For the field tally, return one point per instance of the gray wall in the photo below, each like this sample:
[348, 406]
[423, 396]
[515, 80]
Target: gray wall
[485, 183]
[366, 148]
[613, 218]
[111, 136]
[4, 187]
--
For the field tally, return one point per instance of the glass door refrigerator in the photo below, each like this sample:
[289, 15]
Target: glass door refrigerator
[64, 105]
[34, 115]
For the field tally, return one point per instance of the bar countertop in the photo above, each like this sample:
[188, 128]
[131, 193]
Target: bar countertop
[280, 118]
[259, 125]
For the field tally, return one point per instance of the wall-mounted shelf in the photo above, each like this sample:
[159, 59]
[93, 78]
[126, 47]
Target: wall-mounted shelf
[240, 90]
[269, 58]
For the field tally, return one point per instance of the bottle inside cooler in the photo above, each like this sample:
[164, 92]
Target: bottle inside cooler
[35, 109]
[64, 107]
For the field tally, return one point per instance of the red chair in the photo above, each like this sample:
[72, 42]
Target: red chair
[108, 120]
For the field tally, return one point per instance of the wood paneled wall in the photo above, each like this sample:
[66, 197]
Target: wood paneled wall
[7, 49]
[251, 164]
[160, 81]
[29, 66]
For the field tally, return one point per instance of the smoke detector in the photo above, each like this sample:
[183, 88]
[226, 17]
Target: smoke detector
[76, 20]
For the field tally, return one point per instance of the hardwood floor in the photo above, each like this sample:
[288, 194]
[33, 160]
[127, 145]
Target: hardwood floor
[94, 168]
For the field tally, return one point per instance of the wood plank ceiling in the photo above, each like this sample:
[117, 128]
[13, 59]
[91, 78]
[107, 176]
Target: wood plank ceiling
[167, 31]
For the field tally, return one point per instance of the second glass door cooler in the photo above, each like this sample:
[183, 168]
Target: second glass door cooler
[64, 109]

Exercise :: Locate each line of the material above that contains the word "Target", treating uppercase and lowercase as different, and copy every such line in full.

Output of the task ::
Target: gray wall
Target: glass door refrigerator
Target: bar countertop
Target: wall-mounted shelf
Target: bottle inside cooler
Target: red chair
Target: wood paneled wall
Target: smoke detector
Target: hardwood floor
Target: wood plank ceiling
Target: second glass door cooler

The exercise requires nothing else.